Pictures appear among the records. Write out all else exactly as it stands.

START DATA PROVIDED

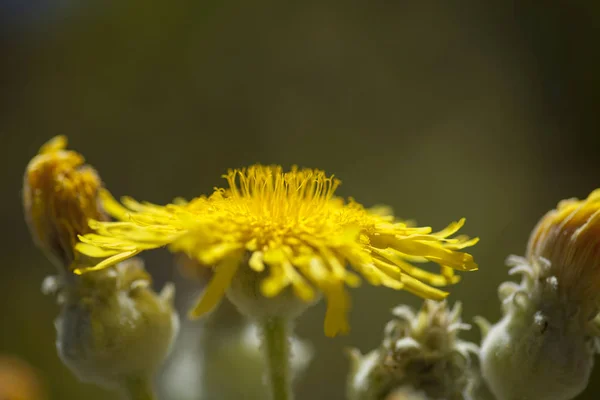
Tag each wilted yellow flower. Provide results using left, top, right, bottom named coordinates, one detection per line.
left=76, top=165, right=478, bottom=336
left=527, top=188, right=600, bottom=315
left=23, top=136, right=106, bottom=269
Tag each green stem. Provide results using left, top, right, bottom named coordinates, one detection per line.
left=120, top=376, right=156, bottom=400
left=261, top=317, right=293, bottom=400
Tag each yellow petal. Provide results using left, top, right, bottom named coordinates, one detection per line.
left=400, top=273, right=448, bottom=300
left=431, top=218, right=465, bottom=238
left=324, top=284, right=351, bottom=337
left=198, top=242, right=243, bottom=265
left=249, top=251, right=265, bottom=271
left=99, top=189, right=131, bottom=221
left=73, top=249, right=140, bottom=274
left=261, top=264, right=290, bottom=297
left=373, top=249, right=460, bottom=286
left=39, top=135, right=67, bottom=154
left=188, top=253, right=241, bottom=318
left=75, top=242, right=121, bottom=258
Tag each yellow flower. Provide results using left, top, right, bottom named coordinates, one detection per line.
left=23, top=136, right=106, bottom=268
left=527, top=188, right=600, bottom=314
left=76, top=165, right=478, bottom=336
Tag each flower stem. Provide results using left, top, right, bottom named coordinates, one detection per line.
left=120, top=376, right=156, bottom=400
left=261, top=317, right=293, bottom=400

END DATA PROVIDED

SOLUTION ::
Tag each wilted yellow flower. Provide results using left, top, right, bottom named coordinates, one detection per line.
left=76, top=165, right=478, bottom=336
left=527, top=188, right=600, bottom=315
left=23, top=136, right=106, bottom=269
Tag each green stem. Provide results using left, top, right, bottom named coordinates, one detection per line.
left=120, top=376, right=156, bottom=400
left=261, top=317, right=293, bottom=400
Tag each yellow petal. Provide results using left, top, right, bottom named coordinates, one detection per line.
left=400, top=273, right=448, bottom=300
left=431, top=218, right=465, bottom=238
left=324, top=284, right=351, bottom=337
left=198, top=242, right=243, bottom=265
left=249, top=251, right=265, bottom=271
left=99, top=189, right=131, bottom=221
left=73, top=249, right=140, bottom=274
left=261, top=264, right=290, bottom=297
left=373, top=249, right=460, bottom=286
left=39, top=135, right=67, bottom=154
left=188, top=253, right=241, bottom=318
left=75, top=242, right=121, bottom=258
Tag each yellow flower. Provide results using left, top, right, bottom named coordinates, one detection per line.
left=23, top=136, right=106, bottom=268
left=527, top=188, right=600, bottom=314
left=76, top=165, right=478, bottom=336
Tag each flower stem. Provide results using left, top, right, bottom named coordinates, one detection per line.
left=120, top=376, right=156, bottom=400
left=261, top=317, right=293, bottom=400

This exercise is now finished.